April 27, 2017
The company has also vowed to reduce its level of overbooking, insisting that customers already seated give up their spot only in cases where passengers’ safety and security is at risk.
David Dao was forcibly removed from a United Airlines plane by three Chicago aviation police officers on April 9 after the airline overbooked the flight. Disturbing footage of the man’s ordeal went viral, resulting in widespread condemnation of the airline.
Dao suffered a “significant” concussion, a “serious” broken nose and lost two front teeth in the ordeal, according to his lawyers.
United has since reviewed the incident and published an action report, detailing “10 substantial changes to how it flies, serves and respects its customers.”
“We can never apologize enough for what occurred and for our initial response that followed. United Airlines takes full responsibility for what happened,” reads the opening statement of the report.
United Airlines CEO Oscar Munoz was criticized for his initial apology which described the violent removal as simply an effort to “re-accommodate” passengers. However, he followed it up with another apology after the company’s stocks took a nosedive – at one point dropping by over $800 million.
Munoz has described the overhaul of policy as a “turning point” to becoming a “more customer focused airline.”
“Every customer deserves to be treated with the highest levels of service and the deepest sense of dignity and respect.
Two weeks ago, we failed to meet that standard and we profoundly apologize. However, actions speak louder than words. Today, we are taking concrete, meaningful action to make things right and ensure nothing like this ever happens again.”
United’s revised policy to increase the compensation to as much as $10,000 for customers willing to volunteer to take a later flight will come into effect on April 28. Passengers on Dao’s flight were offered only $800 in travel credit plus the cost of meals and hotel accommodations for the evening.
The move follows the example of Delta Airlines who changed its incentive policy earlier this month to offer up to $10,000 to passengers who give up their seats.
The United scandal has also prompted Southwest Airlines – the US airline with the highest forced bumping rate, to review its policy. The company announced, Thursday, that it will stop overbooking flights “very shortly.”
United has already implemented aspects of the new policy, including limiting use of law enforcement officers to safety and security issues and requiring all crew members traveling for work to book in at least 60 minutes before departure.
The company will also provide annual ongoing training for employees to help them deal with difficult situations, beginning in August.

→ The data

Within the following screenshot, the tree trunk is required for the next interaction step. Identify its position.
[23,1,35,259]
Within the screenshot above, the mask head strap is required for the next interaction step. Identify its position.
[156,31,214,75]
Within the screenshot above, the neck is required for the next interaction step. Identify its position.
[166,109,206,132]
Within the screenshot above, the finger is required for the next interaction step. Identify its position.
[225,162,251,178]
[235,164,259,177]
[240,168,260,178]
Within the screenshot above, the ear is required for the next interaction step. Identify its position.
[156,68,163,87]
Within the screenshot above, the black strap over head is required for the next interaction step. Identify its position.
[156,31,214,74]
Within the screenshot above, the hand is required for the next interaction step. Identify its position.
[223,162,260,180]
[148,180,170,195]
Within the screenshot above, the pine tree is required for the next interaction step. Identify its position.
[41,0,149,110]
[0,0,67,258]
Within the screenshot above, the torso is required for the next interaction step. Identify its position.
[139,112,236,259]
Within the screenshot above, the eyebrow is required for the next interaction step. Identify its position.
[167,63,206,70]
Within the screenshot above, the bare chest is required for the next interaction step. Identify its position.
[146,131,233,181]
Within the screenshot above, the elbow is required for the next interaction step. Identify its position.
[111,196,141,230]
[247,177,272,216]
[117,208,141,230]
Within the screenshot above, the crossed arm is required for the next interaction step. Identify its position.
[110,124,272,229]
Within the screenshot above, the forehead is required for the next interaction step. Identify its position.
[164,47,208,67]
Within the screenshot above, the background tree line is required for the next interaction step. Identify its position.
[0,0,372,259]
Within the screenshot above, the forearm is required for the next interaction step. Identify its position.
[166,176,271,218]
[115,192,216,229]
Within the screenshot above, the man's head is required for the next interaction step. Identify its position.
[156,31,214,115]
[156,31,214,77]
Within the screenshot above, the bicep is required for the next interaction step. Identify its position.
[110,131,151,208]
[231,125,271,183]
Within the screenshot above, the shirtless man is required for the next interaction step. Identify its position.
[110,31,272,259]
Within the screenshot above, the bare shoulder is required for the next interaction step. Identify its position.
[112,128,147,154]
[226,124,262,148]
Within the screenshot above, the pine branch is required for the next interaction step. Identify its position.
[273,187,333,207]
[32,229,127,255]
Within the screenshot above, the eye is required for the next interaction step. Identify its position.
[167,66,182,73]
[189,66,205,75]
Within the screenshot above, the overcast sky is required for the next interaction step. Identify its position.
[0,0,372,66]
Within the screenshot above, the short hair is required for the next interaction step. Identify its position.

→ Actions to take
**1.** Quote the article on United Airlines, beginning at the words "Two weeks ago, we" and stopping after "up their seats.".
**2.** Summarize the article on United Airlines in two sentences.
**3.** Translate this sentence from the article on United Airlines into Spanish: "The company will also provide annual ongoing training for employees to help them deal with difficult situations, beginning in August."
The rows have no connection to the article on United Airlines.

→ Outputs in order
**1.**
Two weeks ago, we failed to meet that standard and we profoundly apologize. However, actions speak louder than words. Today, we are taking concrete, meaningful action to make things right and ensure nothing like this ever happens again.”
United’s revised policy to increase the compensation to as much as $10,000 for customers willing to volunteer to take a later flight will come into effect on April 28. Passengers on Dao’s flight were offered only $800 in travel credit plus the cost of meals and hotel accommodations for the evening.
The move follows the example of Delta Airlines who changed its incentive policy earlier this month to offer up to $10,000 to passengers who give up their seats.

**2.** After David Dao was forcibly removed from an overbooked United Airlines flight on April 9 by three Chicago aviation police officers, United published an action report detailing ten substantial changes to how it flies, serves and respects its customers. The changes include reducing overbooking, raising compensation for passengers who volunteer to take a later flight to as much as $10,000, limiting the use of law enforcement officers to safety and security issues, and providing annual training for employees.

**3.** La empresa también ofrecerá capacitación anual y continua a los empleados para ayudarles a afrontar situaciones difíciles, a partir de agosto.